=== EXERCISE DATA ===
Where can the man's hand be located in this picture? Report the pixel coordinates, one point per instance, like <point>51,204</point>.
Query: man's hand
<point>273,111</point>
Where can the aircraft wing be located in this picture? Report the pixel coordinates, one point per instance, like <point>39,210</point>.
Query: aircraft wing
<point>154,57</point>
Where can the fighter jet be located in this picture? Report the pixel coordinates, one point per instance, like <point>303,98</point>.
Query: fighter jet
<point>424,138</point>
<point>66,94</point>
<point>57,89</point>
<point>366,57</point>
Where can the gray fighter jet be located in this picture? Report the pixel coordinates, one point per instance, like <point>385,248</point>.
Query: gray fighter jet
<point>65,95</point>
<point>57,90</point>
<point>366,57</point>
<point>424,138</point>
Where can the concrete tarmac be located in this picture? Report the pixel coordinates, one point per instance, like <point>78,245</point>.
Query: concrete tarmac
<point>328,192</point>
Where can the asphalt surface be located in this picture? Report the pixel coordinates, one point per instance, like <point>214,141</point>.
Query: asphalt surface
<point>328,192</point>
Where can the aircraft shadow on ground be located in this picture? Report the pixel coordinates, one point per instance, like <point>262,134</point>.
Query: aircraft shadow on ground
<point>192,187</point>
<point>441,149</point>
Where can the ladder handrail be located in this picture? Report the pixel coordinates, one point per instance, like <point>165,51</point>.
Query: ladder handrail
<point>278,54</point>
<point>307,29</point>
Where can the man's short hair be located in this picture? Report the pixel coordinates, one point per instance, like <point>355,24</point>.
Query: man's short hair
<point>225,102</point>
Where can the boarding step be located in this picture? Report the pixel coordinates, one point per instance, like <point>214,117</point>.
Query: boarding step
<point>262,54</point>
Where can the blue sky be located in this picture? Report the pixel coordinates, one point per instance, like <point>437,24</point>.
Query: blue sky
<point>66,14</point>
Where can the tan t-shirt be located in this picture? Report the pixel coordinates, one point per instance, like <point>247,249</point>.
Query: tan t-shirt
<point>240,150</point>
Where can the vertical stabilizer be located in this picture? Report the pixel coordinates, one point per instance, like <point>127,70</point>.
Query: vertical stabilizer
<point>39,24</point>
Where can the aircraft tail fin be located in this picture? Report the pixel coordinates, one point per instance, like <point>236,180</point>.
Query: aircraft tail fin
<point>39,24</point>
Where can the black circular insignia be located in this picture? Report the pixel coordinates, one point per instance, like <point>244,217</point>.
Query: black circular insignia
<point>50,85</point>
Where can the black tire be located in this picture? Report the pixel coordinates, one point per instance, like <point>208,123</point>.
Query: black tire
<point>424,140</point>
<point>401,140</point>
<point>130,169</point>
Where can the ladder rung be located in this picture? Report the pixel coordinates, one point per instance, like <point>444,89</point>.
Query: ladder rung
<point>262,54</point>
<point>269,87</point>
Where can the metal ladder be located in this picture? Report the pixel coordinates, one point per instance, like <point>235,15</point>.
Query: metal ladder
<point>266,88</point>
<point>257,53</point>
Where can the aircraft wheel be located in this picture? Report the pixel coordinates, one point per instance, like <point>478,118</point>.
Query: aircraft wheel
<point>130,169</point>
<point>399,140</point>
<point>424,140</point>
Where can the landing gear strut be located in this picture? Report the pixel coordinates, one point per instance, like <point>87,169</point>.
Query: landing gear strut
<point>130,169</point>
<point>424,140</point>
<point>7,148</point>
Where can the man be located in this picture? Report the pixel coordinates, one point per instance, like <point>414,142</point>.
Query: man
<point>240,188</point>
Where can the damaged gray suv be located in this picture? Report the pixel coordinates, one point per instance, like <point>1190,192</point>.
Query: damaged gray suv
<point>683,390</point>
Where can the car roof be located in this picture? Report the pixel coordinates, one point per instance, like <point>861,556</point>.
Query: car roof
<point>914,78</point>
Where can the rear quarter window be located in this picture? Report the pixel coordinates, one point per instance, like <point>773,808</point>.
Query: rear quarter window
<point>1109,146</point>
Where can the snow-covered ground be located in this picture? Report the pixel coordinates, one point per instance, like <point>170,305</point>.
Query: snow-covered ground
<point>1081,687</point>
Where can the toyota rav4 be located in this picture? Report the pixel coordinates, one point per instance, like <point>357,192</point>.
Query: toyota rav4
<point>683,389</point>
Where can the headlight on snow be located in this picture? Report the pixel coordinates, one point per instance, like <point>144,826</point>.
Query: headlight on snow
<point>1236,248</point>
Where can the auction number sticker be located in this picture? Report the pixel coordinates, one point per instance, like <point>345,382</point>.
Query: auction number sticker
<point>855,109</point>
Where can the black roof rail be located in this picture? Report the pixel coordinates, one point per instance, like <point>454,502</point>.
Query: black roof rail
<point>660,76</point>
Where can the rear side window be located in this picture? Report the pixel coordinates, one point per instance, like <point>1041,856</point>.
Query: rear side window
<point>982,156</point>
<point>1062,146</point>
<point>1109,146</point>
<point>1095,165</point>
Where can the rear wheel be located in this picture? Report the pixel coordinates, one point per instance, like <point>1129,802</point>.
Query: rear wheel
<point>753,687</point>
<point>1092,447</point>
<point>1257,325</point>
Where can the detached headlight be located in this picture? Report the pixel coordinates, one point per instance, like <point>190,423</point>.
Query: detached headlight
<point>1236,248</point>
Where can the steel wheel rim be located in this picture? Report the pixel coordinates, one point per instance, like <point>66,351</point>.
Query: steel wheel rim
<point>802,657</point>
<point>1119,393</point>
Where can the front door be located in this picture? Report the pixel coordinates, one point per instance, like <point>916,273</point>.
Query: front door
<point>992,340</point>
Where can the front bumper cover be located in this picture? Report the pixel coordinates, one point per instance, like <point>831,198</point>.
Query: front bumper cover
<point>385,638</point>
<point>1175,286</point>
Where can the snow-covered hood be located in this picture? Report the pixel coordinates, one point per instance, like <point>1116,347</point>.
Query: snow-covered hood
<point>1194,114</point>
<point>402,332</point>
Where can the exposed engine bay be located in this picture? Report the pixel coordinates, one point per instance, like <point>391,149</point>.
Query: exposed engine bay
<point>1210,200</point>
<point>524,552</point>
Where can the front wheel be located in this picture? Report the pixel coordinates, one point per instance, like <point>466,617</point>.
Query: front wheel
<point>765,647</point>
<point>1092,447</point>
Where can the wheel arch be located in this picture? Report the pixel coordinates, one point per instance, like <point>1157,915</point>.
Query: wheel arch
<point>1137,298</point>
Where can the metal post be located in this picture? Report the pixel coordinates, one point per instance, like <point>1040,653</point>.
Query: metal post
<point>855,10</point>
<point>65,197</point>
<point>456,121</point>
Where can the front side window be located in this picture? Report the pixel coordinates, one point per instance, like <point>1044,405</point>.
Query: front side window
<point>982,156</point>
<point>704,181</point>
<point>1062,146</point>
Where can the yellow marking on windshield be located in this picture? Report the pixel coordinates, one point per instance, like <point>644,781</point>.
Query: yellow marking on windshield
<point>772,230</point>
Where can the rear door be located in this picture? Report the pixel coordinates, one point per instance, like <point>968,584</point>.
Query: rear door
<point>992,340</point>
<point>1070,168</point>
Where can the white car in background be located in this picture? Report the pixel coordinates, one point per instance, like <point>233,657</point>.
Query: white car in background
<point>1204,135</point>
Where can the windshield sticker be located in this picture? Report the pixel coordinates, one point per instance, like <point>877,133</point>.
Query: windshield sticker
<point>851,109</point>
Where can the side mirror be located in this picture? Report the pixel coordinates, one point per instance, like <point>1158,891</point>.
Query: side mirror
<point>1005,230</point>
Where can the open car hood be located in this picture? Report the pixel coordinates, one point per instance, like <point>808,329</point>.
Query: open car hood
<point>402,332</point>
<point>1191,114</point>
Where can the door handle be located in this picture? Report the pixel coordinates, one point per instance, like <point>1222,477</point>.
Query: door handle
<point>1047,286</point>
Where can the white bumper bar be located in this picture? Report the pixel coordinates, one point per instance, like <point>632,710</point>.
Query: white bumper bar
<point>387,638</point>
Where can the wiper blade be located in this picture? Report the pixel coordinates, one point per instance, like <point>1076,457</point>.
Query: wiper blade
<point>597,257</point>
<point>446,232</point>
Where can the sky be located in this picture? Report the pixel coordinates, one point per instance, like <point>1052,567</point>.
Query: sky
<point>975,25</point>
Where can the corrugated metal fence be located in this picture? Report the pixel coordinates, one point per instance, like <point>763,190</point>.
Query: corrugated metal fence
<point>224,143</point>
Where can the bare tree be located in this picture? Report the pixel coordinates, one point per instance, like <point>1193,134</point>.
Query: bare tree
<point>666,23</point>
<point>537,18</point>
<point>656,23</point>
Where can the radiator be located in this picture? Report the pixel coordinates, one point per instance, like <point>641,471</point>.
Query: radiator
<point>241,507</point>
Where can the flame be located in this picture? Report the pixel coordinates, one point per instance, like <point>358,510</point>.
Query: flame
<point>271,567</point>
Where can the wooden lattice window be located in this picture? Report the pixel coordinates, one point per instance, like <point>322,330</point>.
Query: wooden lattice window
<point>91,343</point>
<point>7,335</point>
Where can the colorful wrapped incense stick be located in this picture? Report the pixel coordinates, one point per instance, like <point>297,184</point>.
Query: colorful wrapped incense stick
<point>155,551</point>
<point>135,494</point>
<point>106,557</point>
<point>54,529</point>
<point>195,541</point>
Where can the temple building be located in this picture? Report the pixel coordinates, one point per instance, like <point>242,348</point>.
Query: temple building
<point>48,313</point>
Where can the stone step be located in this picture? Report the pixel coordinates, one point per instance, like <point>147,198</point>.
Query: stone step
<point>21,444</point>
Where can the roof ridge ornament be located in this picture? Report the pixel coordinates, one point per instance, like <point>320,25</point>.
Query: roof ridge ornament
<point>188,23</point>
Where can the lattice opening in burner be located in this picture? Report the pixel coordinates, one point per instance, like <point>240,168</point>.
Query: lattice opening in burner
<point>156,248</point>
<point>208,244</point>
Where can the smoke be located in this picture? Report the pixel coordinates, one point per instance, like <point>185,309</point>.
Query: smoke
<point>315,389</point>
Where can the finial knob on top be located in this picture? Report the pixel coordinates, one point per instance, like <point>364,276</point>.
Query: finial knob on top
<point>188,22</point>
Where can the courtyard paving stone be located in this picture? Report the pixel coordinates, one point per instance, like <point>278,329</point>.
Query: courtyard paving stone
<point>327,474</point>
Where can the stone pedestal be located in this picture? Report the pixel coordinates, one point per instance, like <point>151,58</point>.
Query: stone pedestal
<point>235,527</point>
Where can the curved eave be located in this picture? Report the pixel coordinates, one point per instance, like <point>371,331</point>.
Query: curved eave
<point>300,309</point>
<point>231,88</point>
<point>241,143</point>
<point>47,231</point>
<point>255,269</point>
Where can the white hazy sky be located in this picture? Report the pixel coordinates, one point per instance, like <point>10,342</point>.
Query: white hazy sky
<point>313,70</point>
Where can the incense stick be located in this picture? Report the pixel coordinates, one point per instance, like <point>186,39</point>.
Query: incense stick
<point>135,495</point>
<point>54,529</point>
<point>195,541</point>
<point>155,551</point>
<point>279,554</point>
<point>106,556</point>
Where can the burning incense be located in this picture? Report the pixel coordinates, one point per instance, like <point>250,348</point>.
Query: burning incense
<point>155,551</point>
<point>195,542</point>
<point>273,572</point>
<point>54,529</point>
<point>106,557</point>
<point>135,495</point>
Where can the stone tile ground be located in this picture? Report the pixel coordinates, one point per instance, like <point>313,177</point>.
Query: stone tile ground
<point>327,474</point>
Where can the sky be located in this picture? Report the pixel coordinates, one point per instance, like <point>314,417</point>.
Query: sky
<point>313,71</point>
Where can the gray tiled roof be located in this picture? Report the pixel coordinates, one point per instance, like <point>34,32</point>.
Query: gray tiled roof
===
## EXERCISE TASK
Convert the listing from its first line through the line containing "<point>273,111</point>" into a JSON array of strings, with one string per line and blank lines omitted.

## SOLUTION FOR THIS PROBLEM
[
  "Where can the man's hand be located in this picture? Report the pixel coordinates, one point per instance, like <point>51,204</point>.",
  "Query: man's hand",
  "<point>273,111</point>"
]